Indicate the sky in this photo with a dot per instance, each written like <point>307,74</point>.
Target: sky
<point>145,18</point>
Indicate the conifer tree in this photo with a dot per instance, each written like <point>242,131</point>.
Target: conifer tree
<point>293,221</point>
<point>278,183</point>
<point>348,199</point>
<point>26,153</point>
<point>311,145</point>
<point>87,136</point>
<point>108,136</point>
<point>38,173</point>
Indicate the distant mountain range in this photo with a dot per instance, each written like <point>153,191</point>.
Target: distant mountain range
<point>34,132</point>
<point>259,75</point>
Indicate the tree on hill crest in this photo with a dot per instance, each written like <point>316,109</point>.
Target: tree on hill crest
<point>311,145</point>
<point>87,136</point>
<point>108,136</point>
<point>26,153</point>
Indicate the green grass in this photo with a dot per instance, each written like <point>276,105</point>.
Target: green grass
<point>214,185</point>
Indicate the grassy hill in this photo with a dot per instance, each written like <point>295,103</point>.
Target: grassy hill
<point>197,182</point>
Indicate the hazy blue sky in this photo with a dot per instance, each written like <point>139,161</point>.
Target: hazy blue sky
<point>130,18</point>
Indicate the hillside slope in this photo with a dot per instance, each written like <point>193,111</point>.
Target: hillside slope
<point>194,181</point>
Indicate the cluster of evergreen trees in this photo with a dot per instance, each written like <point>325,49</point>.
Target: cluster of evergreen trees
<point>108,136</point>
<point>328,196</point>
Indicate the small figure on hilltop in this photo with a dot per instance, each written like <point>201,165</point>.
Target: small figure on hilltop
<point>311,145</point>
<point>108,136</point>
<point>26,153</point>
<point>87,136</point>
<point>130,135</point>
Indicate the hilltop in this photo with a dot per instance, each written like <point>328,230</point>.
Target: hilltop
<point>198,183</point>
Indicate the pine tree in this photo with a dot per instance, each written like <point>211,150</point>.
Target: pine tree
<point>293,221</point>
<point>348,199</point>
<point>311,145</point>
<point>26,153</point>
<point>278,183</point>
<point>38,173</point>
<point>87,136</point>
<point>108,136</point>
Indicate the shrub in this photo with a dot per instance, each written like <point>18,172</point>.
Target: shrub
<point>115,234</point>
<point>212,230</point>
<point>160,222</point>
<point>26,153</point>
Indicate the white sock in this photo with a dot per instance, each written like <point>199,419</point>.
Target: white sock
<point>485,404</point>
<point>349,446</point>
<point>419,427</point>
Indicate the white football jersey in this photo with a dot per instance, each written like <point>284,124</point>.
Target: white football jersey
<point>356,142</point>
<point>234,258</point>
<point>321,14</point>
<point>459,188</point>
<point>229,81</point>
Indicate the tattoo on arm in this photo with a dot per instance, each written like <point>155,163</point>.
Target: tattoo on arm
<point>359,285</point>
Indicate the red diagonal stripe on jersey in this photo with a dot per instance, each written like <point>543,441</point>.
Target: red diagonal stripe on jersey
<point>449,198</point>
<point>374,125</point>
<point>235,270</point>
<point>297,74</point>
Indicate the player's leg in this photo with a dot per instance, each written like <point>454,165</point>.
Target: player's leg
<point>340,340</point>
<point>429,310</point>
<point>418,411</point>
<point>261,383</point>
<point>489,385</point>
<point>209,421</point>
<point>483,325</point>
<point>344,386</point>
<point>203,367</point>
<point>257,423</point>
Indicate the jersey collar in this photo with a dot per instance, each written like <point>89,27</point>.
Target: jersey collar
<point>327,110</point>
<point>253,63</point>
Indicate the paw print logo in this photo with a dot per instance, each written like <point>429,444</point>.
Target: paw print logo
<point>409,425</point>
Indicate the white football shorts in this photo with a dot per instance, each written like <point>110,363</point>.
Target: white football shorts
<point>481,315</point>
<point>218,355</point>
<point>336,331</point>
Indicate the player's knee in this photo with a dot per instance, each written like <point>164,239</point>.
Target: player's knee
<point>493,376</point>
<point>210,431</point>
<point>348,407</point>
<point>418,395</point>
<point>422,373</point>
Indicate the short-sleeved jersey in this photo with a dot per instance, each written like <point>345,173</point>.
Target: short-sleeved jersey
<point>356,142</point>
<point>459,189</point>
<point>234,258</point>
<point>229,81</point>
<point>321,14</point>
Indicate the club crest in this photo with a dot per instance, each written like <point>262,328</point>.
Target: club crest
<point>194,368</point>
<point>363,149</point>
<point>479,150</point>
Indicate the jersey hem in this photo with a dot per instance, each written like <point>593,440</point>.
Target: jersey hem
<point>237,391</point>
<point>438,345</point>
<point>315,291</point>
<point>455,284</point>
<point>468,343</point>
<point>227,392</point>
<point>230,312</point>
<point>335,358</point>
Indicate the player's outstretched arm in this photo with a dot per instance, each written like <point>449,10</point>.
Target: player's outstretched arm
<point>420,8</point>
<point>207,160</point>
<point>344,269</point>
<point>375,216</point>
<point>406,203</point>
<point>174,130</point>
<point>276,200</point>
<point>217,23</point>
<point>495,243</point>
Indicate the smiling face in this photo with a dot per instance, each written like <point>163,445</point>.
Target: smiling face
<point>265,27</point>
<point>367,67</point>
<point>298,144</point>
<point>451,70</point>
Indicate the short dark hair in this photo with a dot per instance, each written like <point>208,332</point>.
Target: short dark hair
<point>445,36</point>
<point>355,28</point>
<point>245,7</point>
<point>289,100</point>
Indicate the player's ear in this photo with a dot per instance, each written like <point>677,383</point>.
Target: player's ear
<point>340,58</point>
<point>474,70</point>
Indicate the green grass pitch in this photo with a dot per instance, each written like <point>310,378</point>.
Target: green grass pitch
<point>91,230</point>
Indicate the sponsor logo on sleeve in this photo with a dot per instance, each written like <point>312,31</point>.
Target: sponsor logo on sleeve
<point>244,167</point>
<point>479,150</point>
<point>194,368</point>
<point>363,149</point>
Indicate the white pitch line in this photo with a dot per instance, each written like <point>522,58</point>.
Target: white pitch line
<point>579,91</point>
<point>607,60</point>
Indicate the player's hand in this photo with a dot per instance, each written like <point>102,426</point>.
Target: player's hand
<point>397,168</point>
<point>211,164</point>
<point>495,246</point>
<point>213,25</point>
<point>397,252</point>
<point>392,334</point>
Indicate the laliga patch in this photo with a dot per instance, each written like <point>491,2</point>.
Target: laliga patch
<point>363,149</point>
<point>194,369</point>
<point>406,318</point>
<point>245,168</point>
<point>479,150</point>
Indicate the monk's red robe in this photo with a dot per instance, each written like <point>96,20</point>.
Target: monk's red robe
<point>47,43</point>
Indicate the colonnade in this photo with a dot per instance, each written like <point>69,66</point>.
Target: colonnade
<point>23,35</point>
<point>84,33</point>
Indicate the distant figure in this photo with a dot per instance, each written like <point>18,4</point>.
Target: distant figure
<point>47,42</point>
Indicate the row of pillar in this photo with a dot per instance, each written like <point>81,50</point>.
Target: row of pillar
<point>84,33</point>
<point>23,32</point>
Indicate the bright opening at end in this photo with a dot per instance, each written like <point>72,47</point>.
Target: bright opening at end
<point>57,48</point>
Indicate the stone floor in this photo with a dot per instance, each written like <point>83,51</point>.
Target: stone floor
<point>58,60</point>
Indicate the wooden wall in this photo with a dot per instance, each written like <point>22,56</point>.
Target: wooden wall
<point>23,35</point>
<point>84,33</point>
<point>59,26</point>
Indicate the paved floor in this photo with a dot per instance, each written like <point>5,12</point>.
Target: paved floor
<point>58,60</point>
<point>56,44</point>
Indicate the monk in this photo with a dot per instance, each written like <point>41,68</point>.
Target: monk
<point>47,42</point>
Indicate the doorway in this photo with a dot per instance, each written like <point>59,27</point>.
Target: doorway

========

Directive: Locate the line that contains "Indicate the bright", then please quote it and every line after it to the end of the entries above, exactly and with nothing else.

Exercise output:
Indicate the bright opening at end in this photo with a dot per instance, each written like <point>72,47</point>.
Target: bright opening at end
<point>57,48</point>
Indicate the stone floor in this photo with a dot per instance, each written like <point>83,51</point>.
Target: stone floor
<point>58,60</point>
Indicate the wooden wall in this photo with a dot per instance, each written like <point>22,56</point>.
Target: wooden wall
<point>23,35</point>
<point>84,33</point>
<point>59,26</point>
Indicate the paved floor in this photo with a dot per instance, each written like <point>5,12</point>.
Target: paved floor
<point>58,60</point>
<point>56,44</point>
Indicate the monk in this photo with a dot per instance, each written like <point>41,68</point>.
Target: monk
<point>47,42</point>
Indicate the doorway in this photo with a dot per instance, each written like <point>59,27</point>.
Target: doorway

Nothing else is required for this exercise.